**Problem description:** Starting at the line with "Query: baby sea turtle" and going on through the line with "find dry grass", reproduce each line in the records below exactly and nothing more.

**Natural-language object grounding data:**
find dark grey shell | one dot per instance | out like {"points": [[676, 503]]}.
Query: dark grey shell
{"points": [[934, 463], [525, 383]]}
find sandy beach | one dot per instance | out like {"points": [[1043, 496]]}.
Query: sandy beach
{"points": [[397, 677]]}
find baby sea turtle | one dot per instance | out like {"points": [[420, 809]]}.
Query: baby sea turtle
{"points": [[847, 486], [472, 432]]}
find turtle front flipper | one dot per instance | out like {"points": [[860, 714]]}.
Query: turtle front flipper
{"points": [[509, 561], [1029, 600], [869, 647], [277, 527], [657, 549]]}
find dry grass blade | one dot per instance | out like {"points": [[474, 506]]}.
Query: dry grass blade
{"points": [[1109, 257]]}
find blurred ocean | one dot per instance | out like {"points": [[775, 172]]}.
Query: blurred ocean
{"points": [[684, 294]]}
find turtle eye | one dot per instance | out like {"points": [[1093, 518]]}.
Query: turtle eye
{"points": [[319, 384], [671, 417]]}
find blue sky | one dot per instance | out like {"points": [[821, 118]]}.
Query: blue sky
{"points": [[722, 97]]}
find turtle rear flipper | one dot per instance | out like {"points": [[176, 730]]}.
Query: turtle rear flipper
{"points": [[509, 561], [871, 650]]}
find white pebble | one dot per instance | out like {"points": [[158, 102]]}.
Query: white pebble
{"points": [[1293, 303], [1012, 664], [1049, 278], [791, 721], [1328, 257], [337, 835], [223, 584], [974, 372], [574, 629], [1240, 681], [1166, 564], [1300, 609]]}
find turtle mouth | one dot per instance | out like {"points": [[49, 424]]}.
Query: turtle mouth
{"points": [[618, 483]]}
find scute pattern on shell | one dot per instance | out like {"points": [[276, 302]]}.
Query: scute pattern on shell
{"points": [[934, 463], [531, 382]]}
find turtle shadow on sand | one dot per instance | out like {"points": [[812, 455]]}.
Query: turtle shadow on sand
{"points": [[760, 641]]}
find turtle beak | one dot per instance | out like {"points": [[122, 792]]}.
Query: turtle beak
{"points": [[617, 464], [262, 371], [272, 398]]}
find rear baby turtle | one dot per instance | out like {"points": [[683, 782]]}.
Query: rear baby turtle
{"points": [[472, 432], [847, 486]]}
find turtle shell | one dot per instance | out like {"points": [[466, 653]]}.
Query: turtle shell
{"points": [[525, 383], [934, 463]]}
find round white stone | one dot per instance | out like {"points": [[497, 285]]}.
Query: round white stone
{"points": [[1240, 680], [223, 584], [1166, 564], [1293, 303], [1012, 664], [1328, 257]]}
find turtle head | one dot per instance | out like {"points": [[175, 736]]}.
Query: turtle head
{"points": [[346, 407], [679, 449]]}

**The completed task:**
Query: baby sea turtle
{"points": [[847, 486], [472, 432]]}
find turtle front flipper | one dot per instance | out like {"points": [[860, 714]]}.
Query: turtle front flipper
{"points": [[509, 561], [1029, 600], [869, 647], [277, 527], [657, 549]]}
find dry grass blade | one dot per instance | out like {"points": [[474, 506]]}.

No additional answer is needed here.